Required tasks:
(1) In the passage on children and war, swap "war-affected" for "conflict-affected" and write out the part that opens with the words containing "Today’s war-affected child" and closes with "in Sierra Leone.".
(2) Explain why, according to the passage on children and war, the cycle of violence affecting children must be broken.

Document segment:
Armed conflict traumatizes children, strips them of their innocence, and denies them
the protection needed to develop physically, intellectually, spiritually and socially.
Today’s war-affected child may become a considerable problem for tomorrow’s
generation. Exposure of children to the atrocities of armed violence can have long
lasting, detrimental consequences for future generations, fuelling a continual cycle of
societal violence. Children are the future, and if we are to live in a relatively
peaceful world, the cycle of violence that is currently affecting them must be
broken.
Welcome to this website on Children and War. Visitors to the site will be able to
follow the progress of a three year multi-disciplinary research project that
examines
1. the impact of war on children;
2. global, regional and national legal attempts to protect children in ³conflict
zones; and
3. the rehabilitation of children affected by the war in Sierra Leone.
The project will identify critical gaps in knowledge about the scope, nature, and
multidimensionality of this problem and fill knowledge gaps through interdisciplinary
discussion, field research and data collection. It will also identify and critically
assess the legal approaches to child protection and evaluate a specific set of
indigenous intervention strategies used in post-conflict settings like in Sierra Leone
to rehabilitate children and reintegrate them back into society.

Data shown:
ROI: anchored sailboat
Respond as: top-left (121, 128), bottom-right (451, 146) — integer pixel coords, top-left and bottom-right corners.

Outputs in order:
(1)
Today’s conflict-affected child may become a considerable problem for tomorrow’s
generation. Exposure of children to the atrocities of armed violence can have long
lasting, detrimental consequences for future generations, fuelling a continual cycle of
societal violence. Children are the future, and if we are to live in a relatively
peaceful world, the cycle of violence that is currently affecting them must be
broken.
Welcome to this website on Children and War. Visitors to the site will be able to
follow the progress of a three year multi-disciplinary research project that
examines
1. the impact of war on children;
2. global, regional and national legal attempts to protect children in ³conflict
zones; and
3. the rehabilitation of children affected by the war in Sierra Leone.

(2) Children are the future, so the cycle must be broken if we are to live in a relatively peaceful world. Exposing children to armed violence can have long-lasting, detrimental consequences for future generations and fuel a continual cycle of societal violence.